Free-text object descriptions:
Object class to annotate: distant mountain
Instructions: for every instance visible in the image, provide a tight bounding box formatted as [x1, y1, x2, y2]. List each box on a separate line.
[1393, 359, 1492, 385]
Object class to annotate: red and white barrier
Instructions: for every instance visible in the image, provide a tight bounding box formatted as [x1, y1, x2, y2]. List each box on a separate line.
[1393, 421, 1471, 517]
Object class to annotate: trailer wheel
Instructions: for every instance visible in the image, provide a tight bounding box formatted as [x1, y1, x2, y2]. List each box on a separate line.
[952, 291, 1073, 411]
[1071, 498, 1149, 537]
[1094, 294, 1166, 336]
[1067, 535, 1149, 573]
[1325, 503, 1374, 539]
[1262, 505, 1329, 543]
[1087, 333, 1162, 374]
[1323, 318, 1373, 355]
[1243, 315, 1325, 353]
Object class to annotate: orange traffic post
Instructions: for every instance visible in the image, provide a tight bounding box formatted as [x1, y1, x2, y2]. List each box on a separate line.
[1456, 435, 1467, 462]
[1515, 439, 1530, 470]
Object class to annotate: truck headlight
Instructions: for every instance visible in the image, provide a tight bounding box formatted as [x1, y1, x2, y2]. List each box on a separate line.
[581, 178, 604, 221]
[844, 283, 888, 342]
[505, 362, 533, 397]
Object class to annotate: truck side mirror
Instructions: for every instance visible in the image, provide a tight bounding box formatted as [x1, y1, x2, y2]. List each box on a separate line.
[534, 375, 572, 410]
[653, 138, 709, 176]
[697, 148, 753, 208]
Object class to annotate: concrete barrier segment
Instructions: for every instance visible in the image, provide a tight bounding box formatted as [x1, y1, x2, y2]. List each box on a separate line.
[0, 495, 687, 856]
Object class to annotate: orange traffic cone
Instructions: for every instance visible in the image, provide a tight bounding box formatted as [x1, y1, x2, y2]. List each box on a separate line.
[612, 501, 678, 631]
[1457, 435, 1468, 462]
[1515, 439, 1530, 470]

Work to be completed
Look above for the line holding "Object class to annotate: concrete", then set down exactly that line and every line after it up to and including the line holding "Object class to annotate: orange traffic cone", with nothing else.

Task response
Object class to annotate: concrete barrier segment
Instructions: for every instance visible in the image, provide a tight bounding box formatted as [x1, y1, x2, y2]. List each box on a separate line.
[0, 495, 687, 856]
Object class to annotate: orange traffic cone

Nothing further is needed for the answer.